▶ _Input data_

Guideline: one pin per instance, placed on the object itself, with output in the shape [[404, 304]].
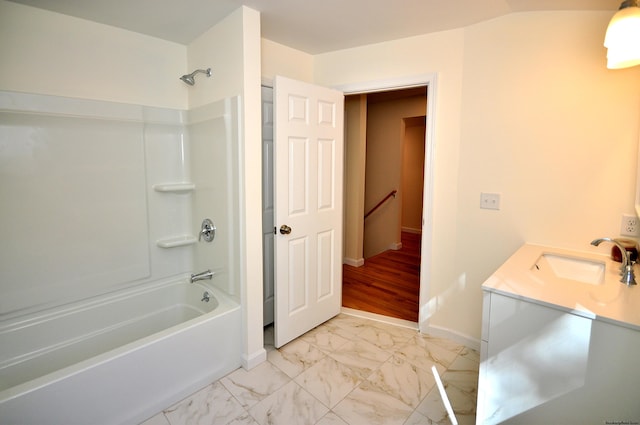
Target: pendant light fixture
[[623, 36]]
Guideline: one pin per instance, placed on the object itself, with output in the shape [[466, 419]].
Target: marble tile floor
[[347, 371]]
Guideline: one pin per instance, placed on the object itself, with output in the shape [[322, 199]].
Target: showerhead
[[190, 78]]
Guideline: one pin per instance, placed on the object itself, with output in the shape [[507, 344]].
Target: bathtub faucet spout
[[202, 276]]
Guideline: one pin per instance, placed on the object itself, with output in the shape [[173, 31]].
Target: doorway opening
[[384, 186]]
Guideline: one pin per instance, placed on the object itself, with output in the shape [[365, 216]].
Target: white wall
[[50, 53], [525, 107], [278, 59]]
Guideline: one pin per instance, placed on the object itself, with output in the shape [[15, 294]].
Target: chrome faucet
[[202, 276], [626, 271]]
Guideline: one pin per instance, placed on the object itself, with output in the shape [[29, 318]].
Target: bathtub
[[119, 359]]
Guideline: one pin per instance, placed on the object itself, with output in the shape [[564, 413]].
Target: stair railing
[[379, 204]]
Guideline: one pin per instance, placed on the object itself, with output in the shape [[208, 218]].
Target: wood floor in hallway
[[388, 283]]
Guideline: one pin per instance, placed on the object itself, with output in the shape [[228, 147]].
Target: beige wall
[[354, 178], [413, 174], [385, 132], [50, 53], [525, 107]]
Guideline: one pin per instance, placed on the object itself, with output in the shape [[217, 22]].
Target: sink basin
[[574, 268]]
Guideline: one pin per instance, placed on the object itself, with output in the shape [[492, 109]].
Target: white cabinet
[[543, 365]]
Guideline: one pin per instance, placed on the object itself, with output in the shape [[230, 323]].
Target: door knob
[[285, 230]]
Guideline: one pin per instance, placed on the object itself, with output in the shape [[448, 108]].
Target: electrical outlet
[[490, 201], [630, 225]]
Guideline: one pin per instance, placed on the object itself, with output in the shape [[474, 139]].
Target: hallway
[[347, 371], [388, 283]]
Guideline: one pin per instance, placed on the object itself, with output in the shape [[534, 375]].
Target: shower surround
[[101, 210]]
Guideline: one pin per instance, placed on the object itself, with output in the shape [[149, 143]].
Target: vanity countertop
[[523, 276]]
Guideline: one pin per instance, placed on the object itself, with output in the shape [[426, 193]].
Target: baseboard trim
[[380, 318], [458, 337], [411, 230], [395, 246], [249, 361], [353, 262]]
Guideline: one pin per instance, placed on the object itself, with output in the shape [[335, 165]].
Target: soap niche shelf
[[176, 241], [178, 188], [184, 187]]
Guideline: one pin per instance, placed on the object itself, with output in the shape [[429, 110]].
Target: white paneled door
[[308, 170]]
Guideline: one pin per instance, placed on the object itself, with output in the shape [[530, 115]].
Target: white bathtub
[[117, 360]]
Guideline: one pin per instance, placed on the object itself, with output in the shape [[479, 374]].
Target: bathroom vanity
[[560, 341]]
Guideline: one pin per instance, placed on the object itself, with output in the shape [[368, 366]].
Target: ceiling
[[310, 26]]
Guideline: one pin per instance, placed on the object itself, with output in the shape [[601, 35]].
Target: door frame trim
[[429, 80]]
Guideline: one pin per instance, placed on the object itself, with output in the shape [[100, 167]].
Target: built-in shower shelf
[[174, 187], [177, 241]]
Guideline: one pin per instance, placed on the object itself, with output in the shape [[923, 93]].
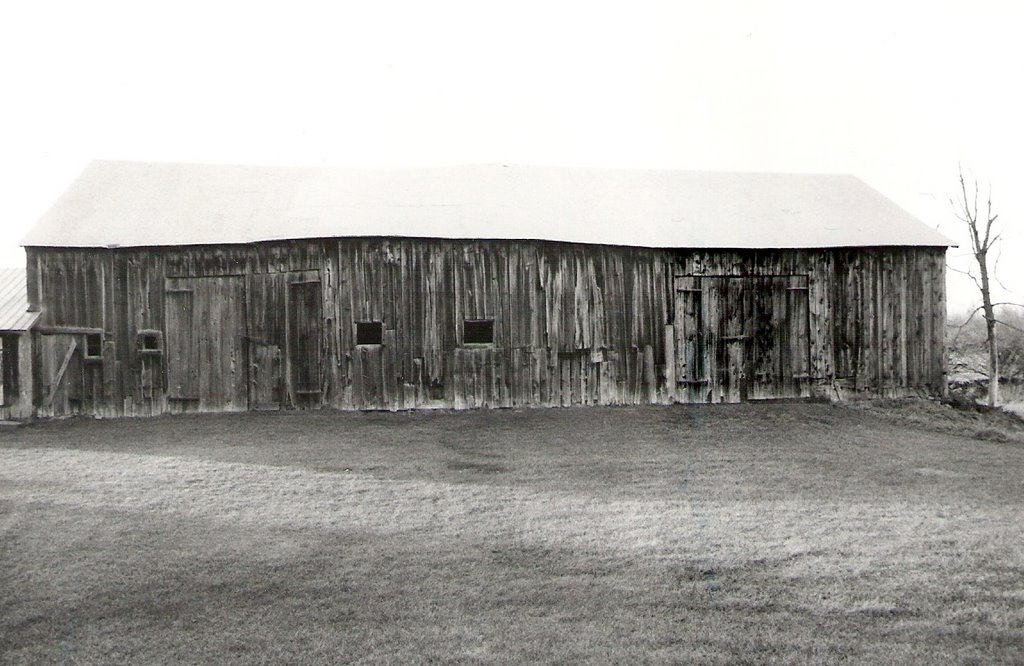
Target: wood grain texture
[[272, 325]]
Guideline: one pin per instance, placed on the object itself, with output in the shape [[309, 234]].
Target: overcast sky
[[895, 93]]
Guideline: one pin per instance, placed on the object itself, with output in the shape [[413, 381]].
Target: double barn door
[[235, 342], [741, 338]]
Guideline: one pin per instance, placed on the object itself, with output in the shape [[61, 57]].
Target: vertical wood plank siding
[[573, 324]]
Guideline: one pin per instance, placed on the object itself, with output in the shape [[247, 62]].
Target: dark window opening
[[148, 341], [370, 332], [478, 331], [93, 345]]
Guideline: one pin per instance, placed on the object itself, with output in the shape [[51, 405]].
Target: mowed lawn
[[750, 533]]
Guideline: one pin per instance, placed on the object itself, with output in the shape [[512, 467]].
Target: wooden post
[[670, 364]]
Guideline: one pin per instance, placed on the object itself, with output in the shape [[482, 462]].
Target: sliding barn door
[[206, 343], [740, 338], [286, 340]]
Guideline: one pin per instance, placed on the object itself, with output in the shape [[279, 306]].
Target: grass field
[[748, 533]]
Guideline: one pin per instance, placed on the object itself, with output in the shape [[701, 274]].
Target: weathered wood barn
[[171, 288], [15, 346]]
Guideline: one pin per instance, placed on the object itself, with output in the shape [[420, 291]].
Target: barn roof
[[14, 315], [152, 204]]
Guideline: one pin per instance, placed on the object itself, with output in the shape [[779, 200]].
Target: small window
[[93, 346], [478, 331], [369, 332], [148, 341]]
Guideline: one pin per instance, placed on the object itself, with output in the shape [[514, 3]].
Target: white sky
[[895, 93]]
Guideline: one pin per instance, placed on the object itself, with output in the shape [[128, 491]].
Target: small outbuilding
[[177, 287]]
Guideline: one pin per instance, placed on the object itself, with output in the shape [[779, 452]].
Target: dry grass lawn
[[753, 533]]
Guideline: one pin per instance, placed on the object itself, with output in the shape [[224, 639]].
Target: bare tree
[[982, 241]]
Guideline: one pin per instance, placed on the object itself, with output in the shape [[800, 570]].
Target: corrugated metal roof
[[151, 204], [14, 315]]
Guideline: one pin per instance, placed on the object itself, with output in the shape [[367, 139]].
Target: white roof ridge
[[117, 203]]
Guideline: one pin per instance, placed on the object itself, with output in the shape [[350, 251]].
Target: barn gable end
[[366, 322]]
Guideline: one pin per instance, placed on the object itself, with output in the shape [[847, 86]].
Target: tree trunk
[[993, 350]]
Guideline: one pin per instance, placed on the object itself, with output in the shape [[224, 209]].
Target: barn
[[15, 346], [181, 287]]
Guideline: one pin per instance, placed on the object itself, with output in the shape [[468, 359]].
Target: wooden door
[[206, 343], [305, 329], [286, 339]]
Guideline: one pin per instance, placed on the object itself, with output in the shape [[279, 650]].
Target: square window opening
[[148, 341], [370, 332], [478, 331]]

▶ _Your objective_
Rewrite all of the entries above with every "Target" changed to "Label" and nothing else altered. Leave the pictures out of your answer.

▶ _Exercise result_
Guideline: one pin per instance, placed on the object itself, with output in the shape [[404, 304]].
Label: pendant light fixture
[[623, 36]]
Guideline: one pin per instance, placed on the object itself, with output in the shape [[466, 419]].
Label: marble tile floor
[[347, 371]]
Guideline: one pin per instance, placed on the object itself, with output in the shape [[322, 199]].
Label: showerhead
[[190, 78]]
Guideline: one pin per instance, placed on the object itself, with output in the shape [[507, 344]].
Label: bathtub faucet spout
[[202, 276]]
Guideline: one pin per instance, placed on the object itself, with output in the shape [[173, 31]].
Label: doorway opening
[[384, 186]]
Guideline: one pin per instance, placed on the object itself, with output in the shape [[365, 216]].
Label: white wall
[[50, 53], [525, 107], [278, 59]]
Guideline: one pin per instance, placed on the object itself, with output in the shape [[15, 294]].
Label: chrome faucet
[[202, 276], [626, 271]]
Guideline: one pin per instance, placed on the object itself, with output in the shape [[29, 318]].
Label: bathtub
[[119, 359]]
Guideline: one pin per instance, placed on the object itself, with output in the shape [[564, 413]].
Label: stair railing
[[379, 204]]
Guideline: one pin per instance, placed on the object itself, with output in the shape [[208, 218]].
Label: wood floor in hallway
[[388, 283]]
Guideline: one pin per instance, placed on the object itself, with output in the shape [[228, 147]].
Label: beige wall
[[354, 178], [413, 174], [385, 132], [50, 53], [525, 107]]
Guideline: one pin per instance, placed on the object itself, with output in the shape [[217, 22]].
Label: sink basin
[[574, 268]]
Guideline: one pin per instance, placed on the object itself, with output in the shape [[492, 109]].
Label: white cabinet
[[543, 365]]
Guideline: one pin per instance, placed on the object itself, with output in the shape [[230, 323]].
Label: door knob
[[285, 230]]
Guideline: one pin per instance, placed on the object itself, with output in the shape [[448, 108]].
Label: electrical outlet
[[490, 201], [630, 225]]
Guideline: one pin per instance, placed on the object itself, with output in the shape [[474, 139]].
Label: hallway
[[347, 371], [388, 283]]
Guideline: one pin per instance, placed on the object itself, with output in the shape [[534, 375]].
Label: shower surround
[[101, 210]]
Guideline: one pin per instance, placed on the object itself, with output in the shape [[149, 143]].
Label: vanity countertop
[[523, 276]]
Guideline: one pin per instance, placed on the object itself, with output in the shape [[426, 193]].
Label: baseboard trim
[[380, 318], [458, 337], [411, 230], [395, 246], [249, 361], [353, 262]]
Guideline: one pin per instance, placed on the object itself, with output in the shape [[335, 165]].
Label: soap niche shelf
[[176, 241], [178, 188], [184, 187]]
Guideline: one pin per instance, placed on the object itself, with output in the shape [[429, 110]].
Label: white paneled door
[[308, 170]]
Guideline: one pin per instance, placed on the object itself, with output in the shape [[530, 115]].
Label: white bathtub
[[117, 360]]
Guideline: one pin per instance, placed on the object itself, with output in the shape [[479, 374]].
Label: bathroom vanity
[[560, 341]]
Guideline: one pin per instance, placed on the object itself, with output in the shape [[368, 366]].
Label: ceiling
[[310, 26]]
Guideline: one pin per instance, placed on the object itself, with output in the shape [[601, 35]].
Label: door frame trim
[[429, 80]]
Guideline: one pin per instance, placed on the object itself, with output in the shape [[100, 167]].
Label: built-in shower shelf
[[174, 187], [177, 241]]
Guideline: one pin per instance, placed on the object itself, with output in the shape [[923, 93]].
Label: wood grain texture
[[272, 325]]
Guideline: one pin per instance, placed on the object itself, with output in the shape [[309, 234]].
Label: overcast sky
[[895, 93]]
Guideline: one pin per instance, placed on the object itself, with output in the shape [[413, 381]].
Label: double barn door
[[235, 342], [741, 338]]
Guideline: one pin per instance, placed on the object itself, with output in the shape [[61, 57]].
Label: vertical wood plank siding
[[573, 324]]
Guideline: one pin per instance, placed on the object itself, with output in the shape [[247, 62]].
Label: dark window opening
[[148, 341], [370, 332], [478, 331], [93, 345]]
Guideline: one pin per instance, placed on the object itself, with output in the shape [[51, 405]].
Label: mowed lawn
[[750, 533]]
Guideline: one pin per instance, placed on the object itself, with output in the shape [[512, 467]].
Label: wooden post
[[670, 364]]
Guideline: one pin per instance, placed on the object itself, with output in the shape [[482, 462]].
Label: sliding barn door
[[206, 343], [740, 338], [286, 340]]
Guideline: one pin per instance, placed on the object itself, with output in the shape [[279, 306]].
Label: grass field
[[748, 533]]
Guideline: one pin per instance, placed on the object itself, with output in the shape [[701, 274]].
Label: weathered wood barn
[[171, 288], [15, 346]]
Guideline: one pin per instance, placed on the object itself, with output in the shape [[420, 291]].
Label: barn roof
[[14, 315], [152, 204]]
Guideline: one pin per instance, placed on the object itself, with output in the shape [[779, 200]].
Label: small window
[[93, 346], [478, 331], [369, 332], [148, 341]]
Guideline: one pin per instance, placed on the object itself, with output in the shape [[514, 3]].
Label: white sky
[[895, 93]]
Guideline: one pin per instance, placed on the object itself, with output in the shape [[128, 491]].
Label: small outbuilding
[[177, 287]]
Guideline: one pin per instance, placed on the object itself, with output in the shape [[779, 452]].
Label: dry grass lawn
[[753, 533]]
Guideline: one pin per instance, placed on the object itself, with output in the shape [[224, 639]].
Label: bare tree
[[982, 241]]
Guideline: one pin per instance, placed on the object itself, with output in the shape [[800, 570]].
Label: corrugated metal roof
[[151, 204], [14, 315]]
Guideline: one pin per instance, placed on the object itself, with output in the shape [[367, 139]].
Label: white roof ridge
[[117, 203]]
Guideline: one pin per instance, placed on the object itself, with output in the shape [[350, 251]].
Label: barn gable end
[[366, 322]]
Guideline: one pin per instance, placed on the object itself, with output in the shape [[847, 86]].
Label: tree trunk
[[993, 350]]
Guideline: one pin per instance, placed on the object itself, with output in the shape [[224, 209]].
Label: barn
[[15, 346], [181, 287]]
Guideline: one pin per instance, placed on the object itself, with output in the shape [[468, 359]].
Label: wooden door
[[206, 343], [305, 329], [286, 339]]
Guideline: one pin per instance, placed on the object itself, with output in the shape [[279, 650]].
Label: square window opening
[[148, 341], [370, 332], [478, 331]]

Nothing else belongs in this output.